— begin TASK INPUT —

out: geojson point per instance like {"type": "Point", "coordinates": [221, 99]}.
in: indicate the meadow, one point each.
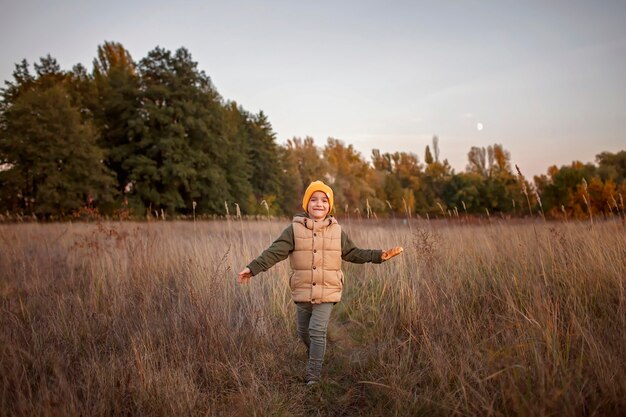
{"type": "Point", "coordinates": [507, 318]}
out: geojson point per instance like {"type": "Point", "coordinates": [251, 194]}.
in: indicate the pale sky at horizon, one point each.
{"type": "Point", "coordinates": [546, 79]}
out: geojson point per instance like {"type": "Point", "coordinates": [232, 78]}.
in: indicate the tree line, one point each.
{"type": "Point", "coordinates": [156, 136]}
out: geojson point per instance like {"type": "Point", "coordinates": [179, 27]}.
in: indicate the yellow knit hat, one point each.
{"type": "Point", "coordinates": [317, 186]}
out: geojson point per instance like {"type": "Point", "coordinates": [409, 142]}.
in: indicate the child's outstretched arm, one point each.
{"type": "Point", "coordinates": [351, 253]}
{"type": "Point", "coordinates": [278, 251]}
{"type": "Point", "coordinates": [390, 253]}
{"type": "Point", "coordinates": [244, 276]}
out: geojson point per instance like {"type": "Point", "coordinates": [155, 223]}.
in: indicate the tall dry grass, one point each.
{"type": "Point", "coordinates": [147, 319]}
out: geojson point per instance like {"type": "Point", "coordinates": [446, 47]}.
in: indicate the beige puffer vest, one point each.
{"type": "Point", "coordinates": [316, 261]}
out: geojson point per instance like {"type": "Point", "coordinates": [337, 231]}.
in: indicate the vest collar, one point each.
{"type": "Point", "coordinates": [315, 225]}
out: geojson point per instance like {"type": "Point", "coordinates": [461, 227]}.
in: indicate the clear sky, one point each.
{"type": "Point", "coordinates": [546, 79]}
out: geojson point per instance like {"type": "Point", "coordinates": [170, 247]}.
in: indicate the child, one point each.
{"type": "Point", "coordinates": [315, 245]}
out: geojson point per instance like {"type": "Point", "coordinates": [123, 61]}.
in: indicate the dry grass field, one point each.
{"type": "Point", "coordinates": [500, 319]}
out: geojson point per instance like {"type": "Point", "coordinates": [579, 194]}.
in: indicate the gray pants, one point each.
{"type": "Point", "coordinates": [312, 326]}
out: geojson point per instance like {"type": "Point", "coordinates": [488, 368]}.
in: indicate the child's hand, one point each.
{"type": "Point", "coordinates": [244, 276]}
{"type": "Point", "coordinates": [390, 253]}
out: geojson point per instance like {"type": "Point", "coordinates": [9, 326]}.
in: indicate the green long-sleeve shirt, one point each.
{"type": "Point", "coordinates": [281, 248]}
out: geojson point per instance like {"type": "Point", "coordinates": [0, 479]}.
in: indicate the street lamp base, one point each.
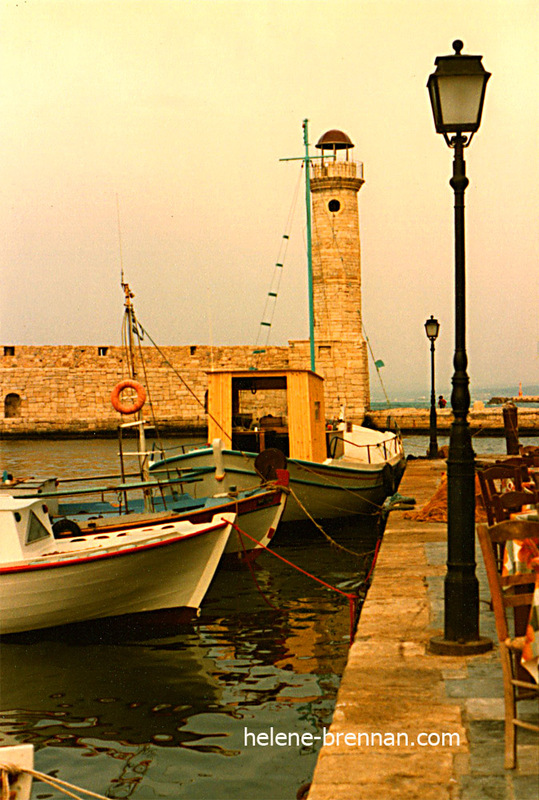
{"type": "Point", "coordinates": [444, 647]}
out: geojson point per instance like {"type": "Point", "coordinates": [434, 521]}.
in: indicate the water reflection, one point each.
{"type": "Point", "coordinates": [160, 710]}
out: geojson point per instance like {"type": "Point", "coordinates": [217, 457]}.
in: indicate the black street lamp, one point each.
{"type": "Point", "coordinates": [432, 328]}
{"type": "Point", "coordinates": [457, 92]}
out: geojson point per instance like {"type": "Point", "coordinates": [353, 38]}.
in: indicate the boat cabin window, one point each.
{"type": "Point", "coordinates": [36, 529]}
{"type": "Point", "coordinates": [259, 413]}
{"type": "Point", "coordinates": [12, 405]}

— end TASK INPUT —

DIRECTIONS
Transcribe every entry word for word, but omit the pictures.

WRITTEN SOLUTION
out: geojson point per instance like {"type": "Point", "coordinates": [221, 99]}.
in: indicate the meadow, one point each.
{"type": "Point", "coordinates": [507, 318]}
out: geojson point per instance like {"type": "Point", "coordinates": [251, 194]}.
in: indicate the pale sky at horizon, one point each.
{"type": "Point", "coordinates": [546, 79]}
out: geojson point per instance like {"type": "Point", "coordinates": [232, 78]}.
in: indicate the tree line, one point each.
{"type": "Point", "coordinates": [156, 136]}
out: geojson point per instance like {"type": "Point", "coordinates": [179, 27]}.
in: indicate the yellow knit hat, one point each.
{"type": "Point", "coordinates": [317, 186]}
out: geojson point per instance like {"type": "Point", "coordinates": [409, 142]}.
in: indicate the child's outstretched arm, one point each.
{"type": "Point", "coordinates": [351, 253]}
{"type": "Point", "coordinates": [278, 251]}
{"type": "Point", "coordinates": [390, 253]}
{"type": "Point", "coordinates": [244, 276]}
out: geojson point per instance like {"type": "Point", "coordinates": [155, 223]}.
in: indicate the tall dry grass, one point each.
{"type": "Point", "coordinates": [147, 319]}
out: geojson point per instance like {"type": "Point", "coordinates": [446, 47]}.
in: indicate the beige puffer vest, one point each.
{"type": "Point", "coordinates": [316, 261]}
out: geojson point per instance like {"type": "Point", "coordinates": [337, 231]}.
in: indicate the vest collar, one point each.
{"type": "Point", "coordinates": [315, 225]}
out: geojson point per instance like {"type": "Point", "coordinates": [461, 227]}.
in: indicate the clear sky, one point each.
{"type": "Point", "coordinates": [546, 79]}
out: geojson point per instance like {"type": "Point", "coordinates": [170, 247]}.
in: indicate the child, one point each.
{"type": "Point", "coordinates": [315, 245]}
out: geojson point per instance like {"type": "Point", "coordinates": [123, 61]}.
in: indicate the dry grass field, one point each.
{"type": "Point", "coordinates": [500, 319]}
out: geojson point per instance like {"type": "Point", "coordinates": [579, 194]}.
in: indicate the gray pants, one point each.
{"type": "Point", "coordinates": [312, 326]}
out: geojson point per instance like {"type": "Point", "coordinates": [488, 368]}.
in: indicate the child's hand, one point each.
{"type": "Point", "coordinates": [244, 276]}
{"type": "Point", "coordinates": [390, 253]}
out: geojson point per instance like {"type": "Point", "coordinates": [9, 326]}.
in: indicate the green long-sleeve shirt, one point each.
{"type": "Point", "coordinates": [281, 248]}
out: geojson point per instance like {"type": "Point", "coordinates": [0, 479]}.
in: indicate the street lamp base, one point each.
{"type": "Point", "coordinates": [444, 647]}
out: geojson point per instance like {"type": "Point", "coordinates": [434, 521]}.
in: indicate the water reflection, one point each.
{"type": "Point", "coordinates": [160, 710]}
out: geojson point per instance like {"type": "Point", "coordinates": [217, 457]}.
in: indicate the black street lamp, one point each.
{"type": "Point", "coordinates": [432, 328]}
{"type": "Point", "coordinates": [457, 92]}
out: geojson point per instance like {"type": "Point", "coordinates": [353, 38]}.
in: indicate the boat cabin window, one point each.
{"type": "Point", "coordinates": [36, 529]}
{"type": "Point", "coordinates": [259, 413]}
{"type": "Point", "coordinates": [12, 405]}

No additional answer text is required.